Stated goal - Output every item below verbatim, line for line, and omit the pictures.

##### Records supplied #####

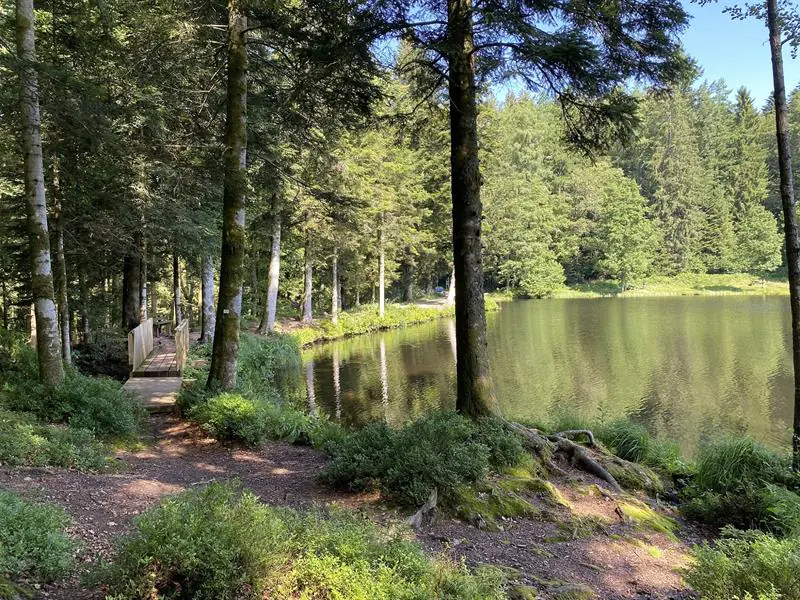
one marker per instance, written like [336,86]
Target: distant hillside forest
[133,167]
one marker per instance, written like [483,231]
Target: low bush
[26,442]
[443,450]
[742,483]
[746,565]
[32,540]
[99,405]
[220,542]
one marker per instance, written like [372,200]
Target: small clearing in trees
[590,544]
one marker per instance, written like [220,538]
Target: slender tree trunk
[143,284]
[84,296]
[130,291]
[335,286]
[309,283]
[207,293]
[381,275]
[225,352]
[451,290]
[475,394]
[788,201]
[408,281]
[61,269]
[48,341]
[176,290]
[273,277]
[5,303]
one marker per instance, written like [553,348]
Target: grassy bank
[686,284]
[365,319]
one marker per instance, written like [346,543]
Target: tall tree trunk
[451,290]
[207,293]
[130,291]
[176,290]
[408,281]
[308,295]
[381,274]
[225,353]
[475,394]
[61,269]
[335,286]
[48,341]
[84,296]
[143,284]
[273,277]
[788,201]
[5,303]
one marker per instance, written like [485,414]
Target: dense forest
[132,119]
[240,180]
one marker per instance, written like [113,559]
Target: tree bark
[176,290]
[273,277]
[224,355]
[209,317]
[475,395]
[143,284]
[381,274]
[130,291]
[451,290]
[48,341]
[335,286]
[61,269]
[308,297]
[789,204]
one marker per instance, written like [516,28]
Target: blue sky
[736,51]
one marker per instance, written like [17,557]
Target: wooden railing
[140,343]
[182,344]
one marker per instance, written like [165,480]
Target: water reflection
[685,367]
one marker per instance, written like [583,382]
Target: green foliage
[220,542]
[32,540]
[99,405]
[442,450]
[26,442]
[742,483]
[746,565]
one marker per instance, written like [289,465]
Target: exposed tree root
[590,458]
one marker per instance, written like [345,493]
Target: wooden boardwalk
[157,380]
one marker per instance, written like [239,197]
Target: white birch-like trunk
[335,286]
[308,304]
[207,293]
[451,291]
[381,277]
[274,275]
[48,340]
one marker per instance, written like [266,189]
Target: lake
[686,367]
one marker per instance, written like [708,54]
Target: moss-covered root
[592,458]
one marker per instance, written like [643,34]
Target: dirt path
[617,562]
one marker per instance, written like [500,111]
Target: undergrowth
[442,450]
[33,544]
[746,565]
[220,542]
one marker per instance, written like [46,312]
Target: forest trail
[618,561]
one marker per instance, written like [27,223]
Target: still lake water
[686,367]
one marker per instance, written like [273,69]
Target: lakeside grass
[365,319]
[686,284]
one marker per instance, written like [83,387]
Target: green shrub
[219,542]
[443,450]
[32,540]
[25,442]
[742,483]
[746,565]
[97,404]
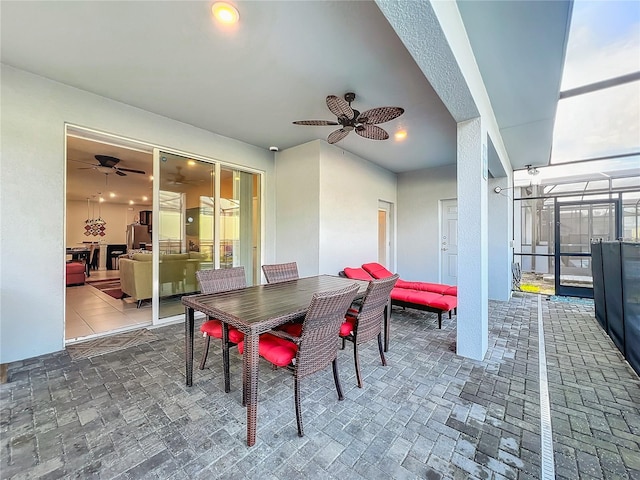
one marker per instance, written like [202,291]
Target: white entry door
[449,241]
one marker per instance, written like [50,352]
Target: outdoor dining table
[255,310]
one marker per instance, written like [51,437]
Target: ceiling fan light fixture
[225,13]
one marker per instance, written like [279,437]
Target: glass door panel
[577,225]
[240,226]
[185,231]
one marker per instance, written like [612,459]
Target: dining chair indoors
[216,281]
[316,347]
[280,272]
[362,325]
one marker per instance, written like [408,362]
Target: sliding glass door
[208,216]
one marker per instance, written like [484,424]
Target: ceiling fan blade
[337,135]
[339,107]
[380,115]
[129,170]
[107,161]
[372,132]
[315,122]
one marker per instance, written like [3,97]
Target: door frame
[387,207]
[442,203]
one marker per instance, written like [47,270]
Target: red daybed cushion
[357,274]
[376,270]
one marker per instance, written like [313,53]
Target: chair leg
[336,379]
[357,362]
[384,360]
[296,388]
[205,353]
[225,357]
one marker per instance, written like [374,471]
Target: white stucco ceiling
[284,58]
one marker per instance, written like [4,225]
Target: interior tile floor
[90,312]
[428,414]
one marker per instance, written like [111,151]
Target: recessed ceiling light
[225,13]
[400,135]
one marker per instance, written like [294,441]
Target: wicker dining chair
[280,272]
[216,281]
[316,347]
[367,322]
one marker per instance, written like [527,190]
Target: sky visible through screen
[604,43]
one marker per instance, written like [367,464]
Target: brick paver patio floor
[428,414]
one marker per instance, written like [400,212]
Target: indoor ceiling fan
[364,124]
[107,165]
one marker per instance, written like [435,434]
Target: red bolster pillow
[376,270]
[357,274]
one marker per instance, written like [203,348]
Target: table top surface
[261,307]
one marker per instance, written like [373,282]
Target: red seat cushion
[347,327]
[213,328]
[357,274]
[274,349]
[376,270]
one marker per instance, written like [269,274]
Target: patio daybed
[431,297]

#####

Correct result -
one marker per instance, written like [336,86]
Target: distant hillside forest
[133,167]
one marker per instance, written like [483,231]
Target: low bush
[26,442]
[443,450]
[742,483]
[746,565]
[32,540]
[99,405]
[220,542]
one marker per instance, written like [372,200]
Target: small clearing in trees
[590,544]
one marker per instance, written like [220,538]
Target: slender tree trunk
[143,284]
[84,296]
[130,291]
[335,286]
[309,283]
[207,293]
[381,275]
[225,352]
[451,290]
[475,394]
[788,201]
[408,281]
[61,269]
[48,341]
[176,290]
[273,277]
[5,303]
one marker per instance, written like [553,348]
Target: grassy bank
[686,284]
[365,319]
one marker per instance, written like [346,543]
Target: tall tree trunk
[451,290]
[207,293]
[130,291]
[176,290]
[408,281]
[308,295]
[381,274]
[225,353]
[475,394]
[61,269]
[335,286]
[48,341]
[84,296]
[143,284]
[273,277]
[788,201]
[5,303]
one marker per instance, written like [485,414]
Target: dense forest
[132,119]
[240,180]
one marker per instance, written like [113,559]
Target: tree bark
[176,290]
[273,277]
[224,355]
[209,317]
[475,395]
[143,284]
[381,274]
[130,291]
[451,290]
[48,341]
[335,286]
[61,269]
[308,297]
[789,204]
one marker per instance, written like [516,28]
Target: blue sky
[736,51]
one marker per instance, written like [17,557]
Target: wooden railing
[140,343]
[182,344]
one marker per instance, written like [165,480]
Target: water reflection
[685,367]
one marker per instance, written like [583,382]
Target: green foliage
[220,542]
[32,540]
[99,405]
[442,450]
[26,442]
[742,483]
[746,565]
one marker per instance, written like [289,465]
Target: exposed tree root
[590,458]
one marker per instance, written like [345,493]
Target: wooden boardwalk
[157,380]
one marker per instance, written like [239,197]
Target: white birch-like trunk
[335,286]
[308,304]
[207,293]
[451,291]
[381,277]
[274,275]
[48,340]
one marker per instance, written like [266,189]
Target: lake
[686,367]
one marker per instance, written like [708,54]
Target: moss-covered root
[592,458]
one marker per instance, written like [643,34]
Target: dirt path
[617,562]
one marker per instance, written like [500,111]
Target: undergrowth
[442,450]
[33,544]
[746,565]
[220,542]
one marker per instance, written like [46,312]
Target: forest trail
[618,561]
one marker per instance, written like [27,223]
Target: still lake water
[686,367]
one marker per instance, written like [273,69]
Target: lakeside grass
[365,319]
[686,284]
one marker per instance, written like [83,387]
Target: green shrub
[219,542]
[443,450]
[32,540]
[25,442]
[742,483]
[746,565]
[97,404]
one marker per instance, written like [202,291]
Target: white entry door
[449,241]
one marker per instance, written like [50,352]
Target: outdoor dining table
[255,310]
one marker per instance, written like [51,437]
Target: ceiling fan light fixture
[225,13]
one marker per instance, written like [279,437]
Target: glass door panel
[577,225]
[240,226]
[185,231]
one marker per instance, written like [612,459]
Target: dining chair indoors
[216,281]
[316,347]
[280,272]
[362,325]
one marker per instance, written like [408,362]
Target: sliding glass door
[208,216]
one marker per instance, written like [484,424]
Target: ceiling fan blade
[337,135]
[339,107]
[380,115]
[129,170]
[107,161]
[372,132]
[315,122]
one marker per instance, written like [3,97]
Target: door frame
[387,207]
[442,203]
one marker per instance, written like [47,270]
Target: red daybed cushion
[357,274]
[376,270]
one marker per instance, written like [313,53]
Target: chair leg
[336,379]
[357,362]
[384,360]
[296,388]
[205,353]
[225,357]
one marker per instance, written like [374,471]
Target: white stucco ceiling
[284,58]
one marker per instance, written like [4,225]
Target: interior tile floor
[90,312]
[428,414]
one marker per instance, written like [111,151]
Target: recessed ceiling light
[225,13]
[400,135]
one marker per instance, written like [294,441]
Target: wicker dining chair
[280,272]
[216,281]
[316,347]
[367,322]
one marker per instance, written like [527,190]
Target: sky visible through screen
[604,43]
one marker per instance, written like [367,464]
Target: brick paver patio floor
[428,414]
one marker per instance, written like [400,212]
Target: indoor ceiling fan
[364,124]
[107,165]
one marker per instance, written like [435,434]
Target: red bolster pillow
[376,270]
[357,274]
one marker per instance, written like [203,348]
Target: table top surface
[261,307]
one marker per instance, written like [373,282]
Target: red seat cushion
[347,327]
[213,328]
[357,274]
[274,349]
[376,270]
one marker per instance, written like [269,274]
Target: patio daybed
[431,297]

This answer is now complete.